TASK REQUIREMENTS:
Format every line of the listing below as a JSON list of strings, one string per line, leaving out any blank lines.

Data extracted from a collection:
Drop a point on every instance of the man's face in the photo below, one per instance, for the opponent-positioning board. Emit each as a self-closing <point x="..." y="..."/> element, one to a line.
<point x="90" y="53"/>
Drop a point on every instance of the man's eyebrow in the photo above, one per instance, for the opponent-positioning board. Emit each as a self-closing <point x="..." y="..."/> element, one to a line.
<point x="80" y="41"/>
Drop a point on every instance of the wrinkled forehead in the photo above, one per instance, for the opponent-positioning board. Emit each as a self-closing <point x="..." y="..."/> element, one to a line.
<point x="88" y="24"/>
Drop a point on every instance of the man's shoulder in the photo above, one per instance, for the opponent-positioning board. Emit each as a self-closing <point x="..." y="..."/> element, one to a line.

EXERCISE ANSWER:
[
  "Drop a point on every instance of the man's face in the photo below, one per instance, for the opponent-positioning board. Emit each as a self-closing <point x=\"...\" y=\"...\"/> element, one to a line.",
  "<point x=\"90\" y=\"53\"/>",
  "Drop a point on every instance of the man's eyebrow in the photo above, one per instance, for the opponent-positioning board. Emit each as a self-closing <point x=\"...\" y=\"...\"/> element, one to a line.",
  "<point x=\"80\" y=\"41\"/>",
  "Drop a point on every instance of the wrinkled forehead in the photo above, one per instance, for the opponent-positioning board. Emit each as a self-closing <point x=\"...\" y=\"...\"/> element, one to a line.",
  "<point x=\"88\" y=\"24\"/>",
  "Drop a point on every instance of the man's shoulder in the photo above, one per instance, for the opponent-positioning board. Emit each as a self-closing <point x=\"...\" y=\"...\"/> element, one to a line."
]